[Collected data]
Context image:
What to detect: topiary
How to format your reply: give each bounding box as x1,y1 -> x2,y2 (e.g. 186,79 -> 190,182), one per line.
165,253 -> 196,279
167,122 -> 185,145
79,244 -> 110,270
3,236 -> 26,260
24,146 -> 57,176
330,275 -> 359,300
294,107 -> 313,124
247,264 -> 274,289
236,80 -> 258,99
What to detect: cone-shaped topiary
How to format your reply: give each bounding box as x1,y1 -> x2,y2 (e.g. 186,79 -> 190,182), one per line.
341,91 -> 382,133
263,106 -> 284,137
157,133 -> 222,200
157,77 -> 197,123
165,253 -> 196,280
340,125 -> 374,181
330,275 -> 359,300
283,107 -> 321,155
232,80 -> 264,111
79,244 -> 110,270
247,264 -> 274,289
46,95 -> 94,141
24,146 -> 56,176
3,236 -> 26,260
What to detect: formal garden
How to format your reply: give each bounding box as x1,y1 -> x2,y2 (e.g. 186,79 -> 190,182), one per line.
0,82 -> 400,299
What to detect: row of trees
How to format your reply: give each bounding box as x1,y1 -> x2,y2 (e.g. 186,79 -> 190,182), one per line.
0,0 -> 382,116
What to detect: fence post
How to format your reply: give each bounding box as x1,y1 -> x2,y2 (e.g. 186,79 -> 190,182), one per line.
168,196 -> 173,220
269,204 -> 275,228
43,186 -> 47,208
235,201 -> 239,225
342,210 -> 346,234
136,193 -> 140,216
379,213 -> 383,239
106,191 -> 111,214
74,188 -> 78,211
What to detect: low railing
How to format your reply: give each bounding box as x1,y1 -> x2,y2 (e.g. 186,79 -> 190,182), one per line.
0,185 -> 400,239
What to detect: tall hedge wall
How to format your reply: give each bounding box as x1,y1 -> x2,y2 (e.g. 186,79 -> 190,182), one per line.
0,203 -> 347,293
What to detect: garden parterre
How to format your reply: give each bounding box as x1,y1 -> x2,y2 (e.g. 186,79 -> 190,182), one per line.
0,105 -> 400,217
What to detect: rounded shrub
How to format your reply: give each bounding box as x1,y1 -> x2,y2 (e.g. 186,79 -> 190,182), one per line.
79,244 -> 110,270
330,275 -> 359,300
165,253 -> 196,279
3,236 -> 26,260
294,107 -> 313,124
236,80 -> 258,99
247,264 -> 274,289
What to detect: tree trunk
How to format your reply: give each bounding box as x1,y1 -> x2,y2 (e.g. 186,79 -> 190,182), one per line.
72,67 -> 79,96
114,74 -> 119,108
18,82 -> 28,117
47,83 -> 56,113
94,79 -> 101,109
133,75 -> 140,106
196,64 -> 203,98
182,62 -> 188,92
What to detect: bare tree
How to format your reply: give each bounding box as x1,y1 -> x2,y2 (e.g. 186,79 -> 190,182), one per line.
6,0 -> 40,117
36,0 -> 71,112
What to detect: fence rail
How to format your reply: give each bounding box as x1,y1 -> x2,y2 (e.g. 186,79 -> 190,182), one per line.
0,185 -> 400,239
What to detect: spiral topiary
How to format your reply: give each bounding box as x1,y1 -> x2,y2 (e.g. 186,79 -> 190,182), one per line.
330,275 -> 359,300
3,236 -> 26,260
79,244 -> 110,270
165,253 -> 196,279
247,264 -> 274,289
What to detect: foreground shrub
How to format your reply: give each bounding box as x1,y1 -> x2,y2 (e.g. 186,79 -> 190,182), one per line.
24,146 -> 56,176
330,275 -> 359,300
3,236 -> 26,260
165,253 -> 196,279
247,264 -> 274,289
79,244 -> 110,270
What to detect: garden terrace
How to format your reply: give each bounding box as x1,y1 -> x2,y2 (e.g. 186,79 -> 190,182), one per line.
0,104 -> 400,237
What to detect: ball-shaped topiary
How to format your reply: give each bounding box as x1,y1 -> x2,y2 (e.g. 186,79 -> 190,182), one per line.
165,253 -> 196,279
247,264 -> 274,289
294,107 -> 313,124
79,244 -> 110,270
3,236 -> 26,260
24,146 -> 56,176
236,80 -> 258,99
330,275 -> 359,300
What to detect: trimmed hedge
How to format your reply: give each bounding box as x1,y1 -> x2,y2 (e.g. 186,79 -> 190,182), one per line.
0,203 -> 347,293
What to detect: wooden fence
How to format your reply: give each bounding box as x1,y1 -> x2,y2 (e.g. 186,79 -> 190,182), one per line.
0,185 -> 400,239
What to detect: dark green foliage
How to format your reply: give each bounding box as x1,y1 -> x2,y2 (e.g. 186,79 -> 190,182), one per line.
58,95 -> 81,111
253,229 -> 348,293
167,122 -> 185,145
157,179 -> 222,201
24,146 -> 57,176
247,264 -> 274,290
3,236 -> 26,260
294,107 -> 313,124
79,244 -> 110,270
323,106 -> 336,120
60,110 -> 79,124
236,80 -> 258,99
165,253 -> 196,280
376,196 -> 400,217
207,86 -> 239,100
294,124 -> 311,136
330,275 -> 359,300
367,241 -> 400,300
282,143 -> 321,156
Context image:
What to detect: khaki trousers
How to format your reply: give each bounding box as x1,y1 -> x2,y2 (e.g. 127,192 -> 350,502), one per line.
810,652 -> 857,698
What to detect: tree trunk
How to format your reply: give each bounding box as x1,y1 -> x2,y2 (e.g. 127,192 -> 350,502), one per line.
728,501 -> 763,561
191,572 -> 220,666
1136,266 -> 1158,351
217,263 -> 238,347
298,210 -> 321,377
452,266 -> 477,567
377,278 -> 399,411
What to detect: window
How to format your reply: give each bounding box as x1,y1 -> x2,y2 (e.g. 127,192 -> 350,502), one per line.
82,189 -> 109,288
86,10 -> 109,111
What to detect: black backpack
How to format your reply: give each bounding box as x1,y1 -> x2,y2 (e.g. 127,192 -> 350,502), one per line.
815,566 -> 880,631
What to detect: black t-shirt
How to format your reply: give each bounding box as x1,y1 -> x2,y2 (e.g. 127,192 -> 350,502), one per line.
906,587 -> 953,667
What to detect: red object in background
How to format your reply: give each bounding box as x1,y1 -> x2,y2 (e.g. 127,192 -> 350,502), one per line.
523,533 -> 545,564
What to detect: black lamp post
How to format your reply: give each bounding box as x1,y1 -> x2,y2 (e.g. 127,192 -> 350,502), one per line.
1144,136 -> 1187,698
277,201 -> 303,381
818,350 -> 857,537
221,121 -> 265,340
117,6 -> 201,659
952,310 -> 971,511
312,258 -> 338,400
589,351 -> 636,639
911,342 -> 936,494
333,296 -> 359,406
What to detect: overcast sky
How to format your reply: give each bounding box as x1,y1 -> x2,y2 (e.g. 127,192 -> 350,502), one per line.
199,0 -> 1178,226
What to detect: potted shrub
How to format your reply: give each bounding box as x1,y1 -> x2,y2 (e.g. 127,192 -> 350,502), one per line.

Prompt ▸ Print the lines above again, unchanged.

Response to this exercise ▸
Context image:
What to detect: topiary
How to format your reply: give each bounding box as x1,y1 -> x2,y2 (e.g. 186,79 -> 190,182), one per line.
165,253 -> 196,279
167,122 -> 185,145
79,244 -> 110,270
3,236 -> 26,260
24,146 -> 57,176
330,275 -> 359,300
294,107 -> 313,124
247,264 -> 274,289
236,80 -> 258,99
What to detect: cone-shaped topiary
How to format your reply: give each bounding box as x1,y1 -> x2,y2 (e.g. 186,79 -> 190,182), one per line.
341,91 -> 382,133
263,106 -> 284,137
157,133 -> 222,200
157,77 -> 197,123
165,253 -> 196,280
340,125 -> 374,181
330,275 -> 359,300
283,107 -> 321,155
232,80 -> 264,111
79,244 -> 110,270
247,264 -> 274,289
46,95 -> 94,141
24,146 -> 56,176
3,236 -> 26,260
What to detect: formal garden
How to format your reply: give each bounding box as x1,y1 -> x2,y2 (e.g. 186,79 -> 190,182), one per line.
0,82 -> 400,299
What to detect: row of trees
How to format your reply: give each bounding box as x1,y1 -> x2,y2 (e.g. 186,79 -> 190,182), one per line.
0,0 -> 382,116
What to detect: fence post
How to format your reply: give each bounding box as x1,y1 -> x2,y2 (e.g. 186,79 -> 190,182), one per line.
168,196 -> 173,220
269,204 -> 275,228
43,186 -> 47,208
235,201 -> 239,225
342,210 -> 346,234
136,193 -> 140,216
379,213 -> 383,239
106,191 -> 111,214
74,188 -> 78,211
What to detect: low railing
How to format your reply: give each bounding box as x1,y1 -> x2,y2 (e.g. 186,79 -> 190,182), one per line.
0,185 -> 400,239
What to detect: tall hedge wall
How to format your reply: give each bounding box as x1,y1 -> x2,y2 (e.g. 186,79 -> 190,182), one per line.
0,203 -> 347,293
What to detect: garden parterre
How to format your reply: give each bounding box as x1,y1 -> x2,y2 (e.g. 186,79 -> 190,182), one per line.
0,105 -> 400,217
What to detect: rounded shrub
How to format your reply: give each bounding box as x1,y1 -> x2,y2 (e.g. 186,79 -> 190,182), one per line.
79,244 -> 110,270
330,275 -> 359,300
165,253 -> 196,279
3,236 -> 26,260
294,107 -> 313,124
236,80 -> 258,99
247,264 -> 274,289
What to detect: tree trunk
How to format your reply: give each bounding box as x1,y1 -> x2,y2 (e.g. 186,79 -> 190,182), one per line.
72,67 -> 79,96
114,74 -> 119,108
18,82 -> 28,117
47,83 -> 56,113
94,79 -> 101,109
133,75 -> 140,106
196,64 -> 203,98
182,62 -> 188,92
What to detect: bare tree
How to format your reply: give each bounding box as x1,y1 -> x2,y2 (e.g. 186,79 -> 190,182), one per line.
6,0 -> 40,117
36,0 -> 71,112
What to detect: fence rail
How to format your reply: give each bounding box as x1,y1 -> x2,y2 (e.g. 186,79 -> 190,182), one per line.
0,185 -> 400,239
What to detect: spiral topiary
How to format your reply: give each bounding box as x1,y1 -> x2,y2 (e.g. 186,79 -> 190,182), one per line.
330,275 -> 359,300
3,236 -> 26,260
79,244 -> 110,270
165,253 -> 196,279
247,264 -> 274,289
What to detect: foreground shrub
How to format your reply: give each bounding box as x1,y1 -> x2,y2 (e.g. 186,79 -> 190,182), one per line.
24,146 -> 56,176
330,275 -> 359,300
3,236 -> 26,260
165,253 -> 196,279
247,264 -> 274,289
79,244 -> 110,270
What to detect: garden terrace
How to format your reply: give each bounding box as x1,y1 -> x2,y2 (e.g. 186,79 -> 190,182), one per line.
0,104 -> 400,237
What to detect: ball-shaped topiary
How to format your reply: give each bounding box as x1,y1 -> x2,y2 (e.g. 186,79 -> 190,182), one per line.
165,253 -> 196,279
247,264 -> 274,289
294,107 -> 313,124
79,244 -> 110,270
3,236 -> 26,260
24,146 -> 56,176
236,80 -> 258,99
330,275 -> 359,300
What to detect: trimmed hedge
How to format your reply: give each bounding box as x1,y1 -> x2,y2 (e.g. 186,79 -> 190,182), one per line.
0,203 -> 347,293
What to detect: wooden fence
How to format your reply: give each bounding box as x1,y1 -> x2,y2 (e.g. 186,79 -> 190,182), one per line.
0,185 -> 400,239
What to detect: dark green foliage
How to format your reply: give each bounding box as x1,y1 -> x2,y2 (e.g. 186,79 -> 190,182), one per line.
58,95 -> 81,111
253,229 -> 348,293
167,122 -> 185,145
157,179 -> 222,201
24,146 -> 57,176
247,264 -> 274,290
3,236 -> 26,260
294,107 -> 313,124
79,244 -> 110,270
323,106 -> 336,120
60,110 -> 79,124
236,80 -> 258,99
165,253 -> 196,280
376,196 -> 400,217
207,86 -> 239,100
294,124 -> 311,136
330,275 -> 359,300
367,241 -> 400,300
282,143 -> 321,156
Context image:
What to detect: khaki trousers
How to format your reply: give each bounding box as x1,y1 -> x2,y2 (e.g. 127,192 -> 350,502), one per line.
810,652 -> 857,698
What to detect: tree trunk
How to format your reply: give each bounding box as x1,y1 -> x2,y2 (e.g. 127,192 -> 350,502), one per line.
728,501 -> 763,561
191,572 -> 220,666
1136,266 -> 1158,351
217,263 -> 238,347
298,210 -> 321,377
452,266 -> 477,567
377,278 -> 399,411
What to detect: window
How to format your reply: give each bounding box as x1,y1 -> x2,y2 (e.g. 127,192 -> 350,502), one per line.
82,189 -> 109,288
86,10 -> 109,111
What to detect: black backpack
How to format your reply: give each bounding box as x1,y1 -> x2,y2 (e.g. 127,192 -> 350,502), one per line.
815,566 -> 880,631
What to detect: black t-shirt
How to format your reply: give each bounding box as x1,y1 -> x2,y2 (e.g. 127,192 -> 350,502), one per line.
906,587 -> 953,667
What to detect: red object in background
How to format your reply: give each bounding box as x1,y1 -> x2,y2 (e.g. 127,192 -> 350,502), one per line.
523,533 -> 545,564
What to detect: black lamp post
How to format your reply: give each bounding box as x1,y1 -> x2,y2 (e.g. 127,192 -> 350,502), one per line.
1144,136 -> 1187,698
277,201 -> 303,381
818,350 -> 857,537
221,121 -> 265,340
117,6 -> 201,659
952,310 -> 971,511
312,258 -> 338,400
589,351 -> 636,639
911,342 -> 936,494
333,296 -> 359,406
What to detect: overcast sky
How to format your reply: give each bounding box as x1,y1 -> x2,y2 (e.g. 127,192 -> 350,502), one per line.
199,0 -> 1178,226
What to detect: potted shrub
How to format your reply: give each bounding box as x1,y1 -> x2,y2 (e.g. 127,192 -> 350,502), one per line.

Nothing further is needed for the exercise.